____ Seitentext

Sachverhalt:
Im Arbeitsverhältnis eines Mitarbeiters eines Medizinischen Dienstes einer Krankenversicherung (MDK) war streitig, wie bei der Prüfung von Zweifeln an der Arbeitsunfähigkeit von Versicherten mit Gesundheitsdaten umgegangen werden dürfe (Bundesarbeitsgericht Beschluss vom 26. August 2021, 8 AZR 253/20 (A)). Der beklagte MDK hatte dazu in einer Dienstvereinbarung zum Einsatz eines technischen Systems Regelungen aufgestellt. Danach sollten in der Software eingehende Fälle als „Spezialfall“ gekennzeichnet und von einer hierfür eingerichteten neunköpfigen Organisationseinheit geprüft werden. Die Organisationseinheit hatte die Aufgabe, eine gutachterliche Stellungnahme zu erarbeiten, die getrennt von den Stammdaten des Begutachteten in einer Datenbank gespeichert wurden. Der Zugriff Unbefugter war durch Verschlüsselungstechniken erschwert. Innerhalb des Systems gab es eine Technik zur Kontrolle der Zugriffsberechtigung. Die Berechtigten hatten Zugriff auch auf diejenigen Gutachten, die eigene Beschäftigte des beklagten Arbeitgebers betrafen.
Der Kläger war über mehrere Monate ununterbrochen arbeitsunfähig erkrankt, als seine Krankenkasse den MDK beauftragte, Zweifel an seiner Arbeitsunfähigkeit zu prüfen. Das Gutachten wurde bei dem beklagten MDK erstellt und enthielt auch die Angabe der Diagnose der Krankheit des Klägers. Das Gutachten war bei der Beklagten elektronisch archiviert. Der Kläger erfuhr hiervon, setzte sich mit seinem Arbeitgeber über die Zulässigkeit dieses Umgangs mit seinen Gesundheitsdaten auseinander und verlangte eine Entschädigungszahlung. Die Beklagte sah in dieser Art der Datenverarbeitung die Erledigung einer ihr zugewiesenen Aufgabe nach dem SGB V, die nur auf diese Weise erledigt werden könne. Das BAG hat das Verfahren dem Europäischen Gerichtshof (EuGH) vorgelegt, um die Auslegung der Bestimmungen der Datenschutzgrundverordnung (DSGVO) zur Verarbeitung von Gesundheitsdaten klären zu lassen.

________

### Aufgaben:
1. Geben Sie aus dem Sachverhalt den Wortlaut wieder, beginnend bei den Worten „Der Kläger war“ und endend nach den Worten „klären zu lassen.“.
2. Beantworten Sie anhand des Sachverhalts folgende Fragen:
(a) Aus wie vielen Personen bestand die Organisationseinheit, die die als „Spezialfall“ gekennzeichneten Fälle prüfen sollte?
(b) Was verlangte der Kläger von seinem Arbeitgeber?
(c) Welchem Gericht hat das BAG das Verfahren vorgelegt?
Verwenden Sie ausschließlich den Sachverhalt.

____ Bereitgestellte Daten

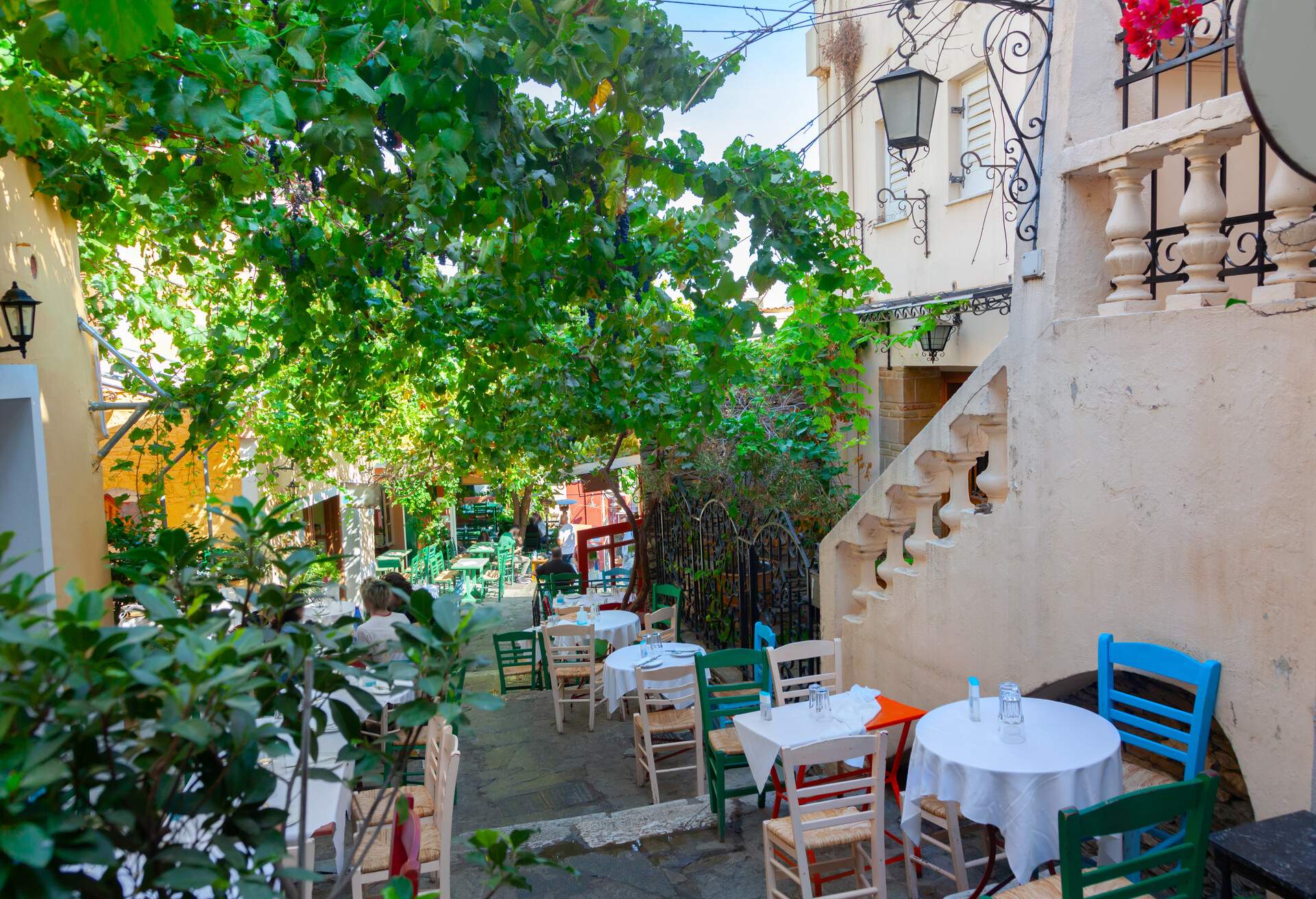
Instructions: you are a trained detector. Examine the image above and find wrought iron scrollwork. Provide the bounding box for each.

________
____ Bereitgestellte Daten

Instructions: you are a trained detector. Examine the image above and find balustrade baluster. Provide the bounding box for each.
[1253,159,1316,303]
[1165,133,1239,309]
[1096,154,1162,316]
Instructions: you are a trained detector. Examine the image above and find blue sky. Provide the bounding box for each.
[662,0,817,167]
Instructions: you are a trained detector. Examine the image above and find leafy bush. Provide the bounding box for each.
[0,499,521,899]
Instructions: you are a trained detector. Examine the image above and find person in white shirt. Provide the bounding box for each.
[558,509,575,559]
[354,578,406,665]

________
____ Bereitgestellte Daten

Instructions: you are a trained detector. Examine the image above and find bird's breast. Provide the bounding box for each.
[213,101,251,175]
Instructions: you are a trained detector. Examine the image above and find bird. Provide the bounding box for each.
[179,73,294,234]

________

### Lösungen:
1.
Der Kläger war über mehrere Monate ununterbrochen arbeitsunfähig erkrankt, als seine Krankenkasse den MDK beauftragte, Zweifel an seiner Arbeitsunfähigkeit zu prüfen. Das Gutachten wurde bei dem beklagten MDK erstellt und enthielt auch die Angabe der Diagnose der Krankheit des Klägers. Das Gutachten war bei der Beklagten elektronisch archiviert. Der Kläger erfuhr hiervon, setzte sich mit seinem Arbeitgeber über die Zulässigkeit dieses Umgangs mit seinen Gesundheitsdaten auseinander und verlangte eine Entschädigungszahlung. Die Beklagte sah in dieser Art der Datenverarbeitung die Erledigung einer ihr zugewiesenen Aufgabe nach dem SGB V, die nur auf diese Weise erledigt werden könne. Das BAG hat das Verfahren dem Europäischen Gerichtshof (EuGH) vorgelegt, um die Auslegung der Bestimmungen der Datenschutzgrundverordnung (DSGVO) zur Verarbeitung von Gesundheitsdaten klären zu lassen.

2.
(a) Aus neun Personen.
(b) Eine Entschädigungszahlung.
(c) Dem Europäischen Gerichtshof (EuGH).